**What is asked**
Skip the images and copy each record exactly as written.

**Supplied material**
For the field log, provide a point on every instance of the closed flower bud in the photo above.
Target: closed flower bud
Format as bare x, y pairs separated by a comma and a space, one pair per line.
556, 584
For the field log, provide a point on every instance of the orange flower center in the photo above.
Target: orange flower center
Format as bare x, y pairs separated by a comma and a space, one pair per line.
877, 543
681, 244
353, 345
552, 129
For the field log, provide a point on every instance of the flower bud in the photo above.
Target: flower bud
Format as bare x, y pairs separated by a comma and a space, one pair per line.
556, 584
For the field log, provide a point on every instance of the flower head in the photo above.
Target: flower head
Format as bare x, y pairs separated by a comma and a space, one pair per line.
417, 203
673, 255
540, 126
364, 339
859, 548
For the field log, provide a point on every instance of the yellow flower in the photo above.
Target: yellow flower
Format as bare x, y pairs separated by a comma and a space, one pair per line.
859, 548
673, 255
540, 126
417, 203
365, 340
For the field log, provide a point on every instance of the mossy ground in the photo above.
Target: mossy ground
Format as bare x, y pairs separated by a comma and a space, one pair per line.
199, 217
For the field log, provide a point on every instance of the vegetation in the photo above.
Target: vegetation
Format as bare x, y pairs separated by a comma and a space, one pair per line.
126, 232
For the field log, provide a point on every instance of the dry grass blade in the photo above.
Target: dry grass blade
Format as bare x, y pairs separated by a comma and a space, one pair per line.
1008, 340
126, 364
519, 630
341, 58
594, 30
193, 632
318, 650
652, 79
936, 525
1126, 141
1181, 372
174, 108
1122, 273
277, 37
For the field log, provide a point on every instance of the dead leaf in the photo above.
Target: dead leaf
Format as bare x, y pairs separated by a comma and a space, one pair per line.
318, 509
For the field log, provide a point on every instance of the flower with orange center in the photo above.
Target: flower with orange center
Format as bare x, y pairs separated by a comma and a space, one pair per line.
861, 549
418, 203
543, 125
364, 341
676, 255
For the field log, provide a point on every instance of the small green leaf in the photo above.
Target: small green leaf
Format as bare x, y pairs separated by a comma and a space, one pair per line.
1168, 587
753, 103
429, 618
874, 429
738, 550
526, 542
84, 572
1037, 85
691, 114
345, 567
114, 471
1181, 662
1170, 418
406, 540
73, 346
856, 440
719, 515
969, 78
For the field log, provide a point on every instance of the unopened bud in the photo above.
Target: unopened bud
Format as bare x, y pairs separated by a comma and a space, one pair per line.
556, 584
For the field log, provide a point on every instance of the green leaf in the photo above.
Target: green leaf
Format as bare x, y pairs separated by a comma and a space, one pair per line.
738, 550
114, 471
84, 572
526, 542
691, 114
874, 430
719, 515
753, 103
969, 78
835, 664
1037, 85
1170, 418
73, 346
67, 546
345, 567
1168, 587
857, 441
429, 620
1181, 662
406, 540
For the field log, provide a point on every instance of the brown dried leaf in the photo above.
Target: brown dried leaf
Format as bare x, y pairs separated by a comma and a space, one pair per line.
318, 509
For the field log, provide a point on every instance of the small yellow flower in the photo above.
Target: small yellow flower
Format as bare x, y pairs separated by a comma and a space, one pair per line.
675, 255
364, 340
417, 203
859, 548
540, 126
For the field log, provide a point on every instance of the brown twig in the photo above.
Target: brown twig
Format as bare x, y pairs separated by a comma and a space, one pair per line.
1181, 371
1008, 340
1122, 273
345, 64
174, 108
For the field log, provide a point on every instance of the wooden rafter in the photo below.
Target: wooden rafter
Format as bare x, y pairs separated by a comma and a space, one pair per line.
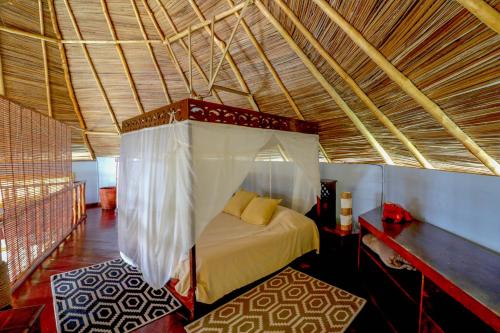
222, 46
92, 68
324, 83
409, 87
231, 90
121, 55
484, 12
151, 52
274, 74
354, 86
205, 23
226, 49
184, 46
67, 78
170, 52
20, 32
45, 60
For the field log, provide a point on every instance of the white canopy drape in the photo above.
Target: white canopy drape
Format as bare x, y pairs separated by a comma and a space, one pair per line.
174, 179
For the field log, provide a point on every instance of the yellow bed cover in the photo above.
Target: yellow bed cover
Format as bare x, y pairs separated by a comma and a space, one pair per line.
231, 253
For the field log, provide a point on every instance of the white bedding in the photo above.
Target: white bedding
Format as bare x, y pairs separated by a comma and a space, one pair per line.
231, 253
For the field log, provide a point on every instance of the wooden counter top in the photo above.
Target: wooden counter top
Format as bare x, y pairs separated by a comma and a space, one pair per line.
467, 271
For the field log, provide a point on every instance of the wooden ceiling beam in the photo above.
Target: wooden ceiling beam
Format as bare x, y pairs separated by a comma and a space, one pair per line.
45, 60
230, 90
121, 55
409, 87
274, 74
151, 52
170, 52
354, 86
205, 23
222, 46
226, 49
484, 12
20, 32
67, 78
324, 83
184, 46
92, 68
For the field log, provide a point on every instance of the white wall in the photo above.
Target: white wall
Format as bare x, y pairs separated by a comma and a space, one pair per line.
87, 171
364, 181
96, 174
465, 204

**Exercise response**
For the field log, provide a point on every instance of the closed flower bud in the photo above.
Target: closed flower bud
Format as bare x, y pairs separated by a comma and a space, one pair per line.
556, 584
For the field log, provide a point on every instance of the orange flower center in the photo above.
Target: orange flower center
Format as bare x, y pairs separated by a comma and a space, one pair per line.
877, 543
681, 244
353, 345
552, 129
For the field log, provide a point on every instance of the flower bud in the photo above.
Target: flower bud
Format as bare x, y pairs separated by a comma and a space, one pair per line.
556, 584
For the field log, provide a point on every instance of the flower head in the photo above.
Target: flower head
Format as bare x, y pairs separated by a comma and a space, one pair per line.
417, 203
673, 255
540, 126
364, 339
859, 548
For the field log, provide a point on every instance of the yellow flower in the photo above.
Target: yellow flower
Format as bare x, y pairs separated by a comma and a space, one pair per line.
859, 548
673, 255
540, 126
417, 203
365, 340
For the field log, provide a point on every instance of the mossy ground in the photo above.
Target: mossy ground
Format as bare x, y pairs separated by a comma and a space, one pair per line.
199, 217
For the field log, provide a point on every instance of the vegetation in the photo above.
Target: vegetation
Format as bare x, y pairs separated by a comma and a space, one pair per line.
126, 232
For the field log, provide a point on every instance of the dry grass blade in the photo above.
Target: dry grass blade
Format as bare x, y pairs separated by a comma and a space, one pair per line.
1008, 340
126, 364
519, 630
341, 58
594, 30
193, 632
318, 650
652, 79
936, 525
1126, 141
1181, 372
174, 108
1122, 273
277, 37
For the field log, provide a point on every instance of the dead leaf in the photo above.
Target: dead leaf
Format as bare x, y pairs separated by a comma and a space, one pair per line.
318, 509
For the field log, provide a point on every instance of the flower with orange center in the photo above.
Target: flower with orange center
Format as bare x, y pairs separated by a comma and a space, one pair per line.
861, 549
418, 203
543, 125
364, 341
676, 255
For the field log, provide a point on every instance of the small green leaf in the photo above.
Target: small green leaf
Format as bare x, y pairs separated by a comma and a space, one pair per line.
1168, 587
753, 103
429, 618
874, 429
738, 550
526, 542
84, 572
1037, 85
691, 114
345, 567
114, 471
1181, 662
1170, 418
406, 540
73, 346
856, 440
719, 515
969, 78
For the field log, provide a point on every instance of the unopened bud in the photo above.
Target: unopened bud
Format as bare x, y pairs separated by a comma and a space, one pair per line.
556, 584
For the field log, provide a point on every instance of the green leaf in the photo above.
Target: green leaf
Format as bare x, y pairs separated by a comma and a space, one pair per line.
738, 550
114, 471
84, 572
526, 542
691, 114
874, 430
719, 515
753, 103
969, 78
835, 664
1037, 85
1170, 418
73, 346
67, 546
345, 567
1168, 587
857, 441
429, 620
1181, 662
406, 540
For the field log, provide a point on every instance of the brown dried leaf in the photo above.
Target: brown dried leaf
Format as bare x, y pairs separated by a comma and a space, one pair per line.
318, 509
For the field log, provide a point on every instance of the small yellow flower in the photo above.
Target: small yellow flower
Format as bare x, y pairs separated by a comma and a space, one pair per line.
675, 255
364, 340
417, 203
859, 548
540, 126
For the field log, provide a point on every instance of the brown twig in the photo above.
Target: brown twig
Format as bare x, y pairs separated by a comma and a space, one pair per line.
1181, 371
1008, 340
1122, 273
345, 64
174, 108
For the field log, provide a point on every instance of the wooden rafter in the photo below.
Target: wooden rafter
Format as bare x, y pairs separated by a comma and a space, one pair per line.
222, 46
92, 68
324, 83
409, 87
231, 90
121, 55
484, 12
151, 52
274, 74
354, 86
205, 23
226, 49
184, 46
67, 78
170, 52
20, 32
45, 60
For the field log, provide a point on every instance of the white canopy drape in the photo above.
Target: white canopy drape
Format as bare x, y pairs separated by a comma and a space, one pair per line.
174, 179
For the field log, provide a point on every instance of the yellow bed cover in the photo above.
Target: yellow bed cover
Format as bare x, y pairs separated by a comma and a space, one pair per line.
231, 253
For the field log, provide a point on every instance of the white bedding in the photo above.
Target: white bedding
Format as bare x, y pairs separated by a comma and a space, one pair per line.
231, 253
For the field log, provide a point on every instance of the wooden counter top in the photo above.
Target: wooden counter top
Format as bare x, y pairs separated by a comma and a space, one pair per line.
467, 271
For the field log, provide a point on every instance of the wooden ceiling beam in the photo above.
Target: wooden ceiling beam
Format as bare x, y pairs separated by a comma and a space, one pair per line.
45, 60
230, 90
121, 55
409, 87
274, 74
151, 52
170, 52
354, 86
205, 23
222, 46
226, 49
484, 12
20, 32
67, 78
324, 83
184, 46
92, 68
For the field log, provide a point on every instance of the white wall in the photo above.
Target: white wall
Format as bare x, y pairs separated by a comma and a space, one pair per line.
87, 171
364, 181
96, 174
465, 204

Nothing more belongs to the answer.